- _TASK OBJECTIVE_: Copy each of the records below word for word, keeping every line as it is.

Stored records
────────
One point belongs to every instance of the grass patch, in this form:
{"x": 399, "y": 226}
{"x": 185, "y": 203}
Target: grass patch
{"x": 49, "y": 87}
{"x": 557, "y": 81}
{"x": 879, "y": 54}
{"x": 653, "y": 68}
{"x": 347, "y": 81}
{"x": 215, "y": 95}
────────
- _RESPONSE_:
One point belongs to every instance of the grass patch, in this form:
{"x": 399, "y": 226}
{"x": 185, "y": 203}
Target: grass patch
{"x": 49, "y": 87}
{"x": 557, "y": 81}
{"x": 879, "y": 54}
{"x": 653, "y": 68}
{"x": 347, "y": 81}
{"x": 215, "y": 95}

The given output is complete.